■ **WORK TO BE COMPLETED**
Please identify every line in the records below that contains the string "orange", and copy each of those lines.

==== SUPPLIED MATERIAL ====

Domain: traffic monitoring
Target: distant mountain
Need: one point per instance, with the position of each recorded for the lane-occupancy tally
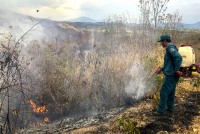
(192, 26)
(83, 19)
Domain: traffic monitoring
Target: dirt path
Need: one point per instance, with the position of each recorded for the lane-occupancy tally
(184, 120)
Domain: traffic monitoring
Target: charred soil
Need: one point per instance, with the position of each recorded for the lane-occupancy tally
(185, 119)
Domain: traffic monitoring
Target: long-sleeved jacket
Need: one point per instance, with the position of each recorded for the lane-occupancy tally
(172, 60)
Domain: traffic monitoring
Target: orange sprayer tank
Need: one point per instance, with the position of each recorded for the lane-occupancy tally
(188, 55)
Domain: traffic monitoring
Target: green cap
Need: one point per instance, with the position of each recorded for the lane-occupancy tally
(164, 37)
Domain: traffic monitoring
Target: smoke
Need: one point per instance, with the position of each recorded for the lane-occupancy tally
(137, 87)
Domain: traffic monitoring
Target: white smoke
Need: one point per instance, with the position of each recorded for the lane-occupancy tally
(137, 87)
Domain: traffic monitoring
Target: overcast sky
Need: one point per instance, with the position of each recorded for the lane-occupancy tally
(96, 9)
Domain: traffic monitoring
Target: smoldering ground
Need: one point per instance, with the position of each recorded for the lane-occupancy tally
(75, 71)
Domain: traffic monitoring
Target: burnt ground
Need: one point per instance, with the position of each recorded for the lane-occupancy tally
(184, 120)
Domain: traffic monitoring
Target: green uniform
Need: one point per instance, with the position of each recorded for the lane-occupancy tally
(172, 63)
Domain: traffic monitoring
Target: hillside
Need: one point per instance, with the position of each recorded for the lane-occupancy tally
(85, 77)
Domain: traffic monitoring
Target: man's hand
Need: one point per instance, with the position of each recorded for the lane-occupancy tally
(158, 70)
(179, 73)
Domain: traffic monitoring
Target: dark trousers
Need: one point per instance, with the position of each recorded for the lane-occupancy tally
(167, 94)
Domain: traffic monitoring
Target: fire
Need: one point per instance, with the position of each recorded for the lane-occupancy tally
(38, 109)
(46, 119)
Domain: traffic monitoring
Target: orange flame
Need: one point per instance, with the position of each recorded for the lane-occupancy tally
(39, 109)
(46, 119)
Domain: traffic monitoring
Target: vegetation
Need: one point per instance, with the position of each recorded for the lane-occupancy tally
(90, 71)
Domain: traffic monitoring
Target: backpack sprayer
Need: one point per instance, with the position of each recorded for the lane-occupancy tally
(189, 68)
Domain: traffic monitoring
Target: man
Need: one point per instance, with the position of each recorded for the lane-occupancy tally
(172, 63)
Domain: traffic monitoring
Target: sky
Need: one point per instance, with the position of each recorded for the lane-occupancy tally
(95, 9)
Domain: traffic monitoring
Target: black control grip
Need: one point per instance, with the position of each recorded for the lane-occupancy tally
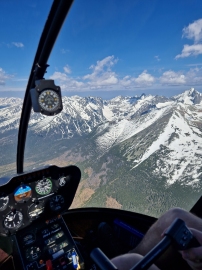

====

■ **FULL ANSWER**
Target: orange sprayer tank
Target: orange flame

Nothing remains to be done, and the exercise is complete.